- What is required: Will you write out all the entries below exactly?

- Data in this exercise:
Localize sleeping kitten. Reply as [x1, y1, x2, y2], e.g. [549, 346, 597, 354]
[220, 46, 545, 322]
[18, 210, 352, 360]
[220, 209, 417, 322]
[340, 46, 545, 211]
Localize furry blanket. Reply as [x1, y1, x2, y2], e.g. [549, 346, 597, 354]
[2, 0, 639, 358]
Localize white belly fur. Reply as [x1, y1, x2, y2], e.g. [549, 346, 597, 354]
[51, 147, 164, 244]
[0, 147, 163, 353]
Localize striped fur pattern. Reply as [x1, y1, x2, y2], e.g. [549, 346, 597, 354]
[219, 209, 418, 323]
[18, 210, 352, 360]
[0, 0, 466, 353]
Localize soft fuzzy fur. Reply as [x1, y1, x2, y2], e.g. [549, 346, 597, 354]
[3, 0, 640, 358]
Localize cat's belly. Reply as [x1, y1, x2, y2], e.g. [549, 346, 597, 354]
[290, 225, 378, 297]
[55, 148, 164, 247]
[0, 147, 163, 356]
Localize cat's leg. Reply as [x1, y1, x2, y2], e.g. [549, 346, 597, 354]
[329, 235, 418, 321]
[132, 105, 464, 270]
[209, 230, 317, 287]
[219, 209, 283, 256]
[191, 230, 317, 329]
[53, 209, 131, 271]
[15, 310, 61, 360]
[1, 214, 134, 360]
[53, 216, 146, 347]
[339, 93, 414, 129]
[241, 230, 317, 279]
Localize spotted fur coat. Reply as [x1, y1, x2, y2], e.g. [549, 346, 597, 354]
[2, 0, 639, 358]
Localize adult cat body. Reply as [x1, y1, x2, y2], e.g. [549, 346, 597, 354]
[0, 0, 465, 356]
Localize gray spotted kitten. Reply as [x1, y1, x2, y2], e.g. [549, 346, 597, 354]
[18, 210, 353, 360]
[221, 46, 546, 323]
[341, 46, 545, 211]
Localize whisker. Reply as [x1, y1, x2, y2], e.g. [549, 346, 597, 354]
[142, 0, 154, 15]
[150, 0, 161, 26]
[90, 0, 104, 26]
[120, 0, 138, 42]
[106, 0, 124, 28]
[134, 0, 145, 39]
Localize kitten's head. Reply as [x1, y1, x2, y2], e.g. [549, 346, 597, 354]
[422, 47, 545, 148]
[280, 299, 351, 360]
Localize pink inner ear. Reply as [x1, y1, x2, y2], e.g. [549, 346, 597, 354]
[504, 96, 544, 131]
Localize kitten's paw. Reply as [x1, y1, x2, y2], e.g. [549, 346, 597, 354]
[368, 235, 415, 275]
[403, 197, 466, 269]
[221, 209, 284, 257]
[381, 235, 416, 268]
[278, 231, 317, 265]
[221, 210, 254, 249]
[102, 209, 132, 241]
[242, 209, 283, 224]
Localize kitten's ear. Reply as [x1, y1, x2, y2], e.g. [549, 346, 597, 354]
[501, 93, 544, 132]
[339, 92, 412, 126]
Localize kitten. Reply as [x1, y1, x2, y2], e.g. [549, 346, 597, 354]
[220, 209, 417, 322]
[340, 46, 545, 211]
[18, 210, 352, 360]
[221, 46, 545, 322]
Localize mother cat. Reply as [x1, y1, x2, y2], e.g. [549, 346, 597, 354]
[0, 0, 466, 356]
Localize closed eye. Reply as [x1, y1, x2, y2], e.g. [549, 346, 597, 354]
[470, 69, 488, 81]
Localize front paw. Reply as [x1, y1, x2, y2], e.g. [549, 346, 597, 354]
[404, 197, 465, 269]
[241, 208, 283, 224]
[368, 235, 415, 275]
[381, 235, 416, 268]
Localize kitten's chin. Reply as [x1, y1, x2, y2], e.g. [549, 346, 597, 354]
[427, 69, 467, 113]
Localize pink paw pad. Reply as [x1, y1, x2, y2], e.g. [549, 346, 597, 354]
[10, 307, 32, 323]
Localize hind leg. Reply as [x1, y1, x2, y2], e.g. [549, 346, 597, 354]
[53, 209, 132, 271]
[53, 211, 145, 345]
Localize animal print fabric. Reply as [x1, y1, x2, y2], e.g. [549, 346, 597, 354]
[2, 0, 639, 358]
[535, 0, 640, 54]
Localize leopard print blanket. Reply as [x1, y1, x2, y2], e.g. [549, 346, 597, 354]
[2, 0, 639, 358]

- Answer to this exercise:
Localize sleeping kitten. Reply as [x1, y1, x2, y2], e.g. [549, 346, 597, 354]
[220, 46, 545, 322]
[18, 210, 352, 360]
[220, 209, 417, 322]
[340, 46, 545, 211]
Localize furry blanket. Reply as [x1, y1, x2, y2], e.g. [549, 346, 597, 354]
[2, 0, 639, 358]
Localize white belly fur. Reply as [x1, y1, x2, y2], e.g. [549, 346, 597, 354]
[51, 147, 164, 244]
[0, 147, 163, 353]
Localize striped fur pattern. Reply as [x1, y1, x2, y2], e.g. [549, 346, 597, 354]
[219, 209, 418, 323]
[18, 210, 352, 360]
[0, 0, 466, 353]
Localize soft fuzzy fur. Reply as [x1, y1, x2, y2], e.g. [549, 346, 597, 354]
[3, 0, 640, 358]
Localize cat's belly. Reply as [x1, y1, x2, y2], e.g. [549, 346, 597, 354]
[290, 225, 378, 297]
[55, 148, 164, 247]
[0, 147, 163, 356]
Localize cat's leg. Reply as [x1, y1, x2, y2], e.g. [549, 346, 597, 354]
[329, 235, 418, 321]
[132, 105, 464, 270]
[209, 230, 317, 287]
[219, 209, 283, 256]
[191, 230, 317, 329]
[53, 209, 131, 271]
[15, 310, 61, 360]
[1, 214, 134, 360]
[53, 216, 146, 347]
[339, 93, 414, 129]
[241, 230, 317, 279]
Localize spotted fur coat. Reply as [x1, y1, x2, y2], e.g. [549, 346, 597, 354]
[2, 0, 639, 358]
Localize adult cat body. Reply as [x1, y1, x2, y2], e.g. [549, 346, 597, 354]
[0, 0, 465, 356]
Localize gray spotted kitten. Reply as [x1, y1, x2, y2], e.g. [549, 346, 597, 354]
[18, 210, 353, 360]
[221, 46, 546, 323]
[341, 46, 545, 211]
Localize whisker. Reply as [x1, y1, x2, y2], e.g. [549, 346, 597, 354]
[142, 0, 154, 15]
[150, 0, 161, 26]
[90, 0, 104, 26]
[120, 0, 138, 42]
[106, 0, 124, 28]
[134, 0, 145, 39]
Localize kitten's head. Reply as [x1, y1, x2, y2], e.g. [549, 346, 597, 354]
[422, 47, 545, 148]
[280, 299, 351, 360]
Localize pink inner ear. Reply as [x1, y1, x2, y2], e.g. [549, 346, 597, 354]
[504, 96, 544, 131]
Localize kitten's paw. Reply as [x1, y1, x2, y2], e.g. [549, 346, 597, 354]
[368, 235, 415, 275]
[403, 197, 466, 269]
[221, 209, 284, 257]
[381, 235, 416, 268]
[278, 231, 317, 265]
[221, 210, 254, 249]
[102, 209, 132, 241]
[242, 209, 283, 224]
Localize kitten's ear. Reply as [x1, y1, x2, y2], e.g. [549, 346, 597, 354]
[501, 93, 544, 132]
[339, 92, 412, 126]
Localize kitten. Reply as [x1, y1, x2, y2], e.g. [549, 346, 597, 354]
[220, 209, 417, 322]
[340, 46, 545, 211]
[18, 210, 352, 360]
[221, 46, 545, 322]
Localize mother cat. Reply as [x1, y1, x2, y2], e.g. [549, 346, 597, 354]
[0, 0, 466, 356]
Localize closed eye. Reply as [x1, y1, x2, y2], e.g. [549, 346, 597, 354]
[470, 69, 488, 81]
Localize front paw. Reply as [x1, y1, x2, y2], e.g. [549, 346, 597, 354]
[404, 197, 465, 269]
[241, 208, 283, 224]
[368, 235, 415, 275]
[381, 235, 416, 268]
Localize kitten's chin. Reply as [x1, y1, x2, y2], e.g. [549, 346, 597, 354]
[427, 69, 467, 113]
Localize pink paw pad. Reply as [x1, y1, x2, y2], e.g. [549, 346, 597, 354]
[10, 307, 32, 323]
Localize hind leg. Reply as [x1, y1, x2, y2], e.g. [549, 346, 597, 354]
[53, 209, 132, 271]
[53, 211, 145, 345]
Localize animal print fabric. Reply as [x1, y1, x2, y2], e.g. [549, 346, 597, 354]
[2, 0, 639, 358]
[535, 0, 640, 54]
Localize leopard print blanket. Reply as [x1, y1, x2, y2], e.g. [549, 346, 597, 354]
[2, 0, 639, 358]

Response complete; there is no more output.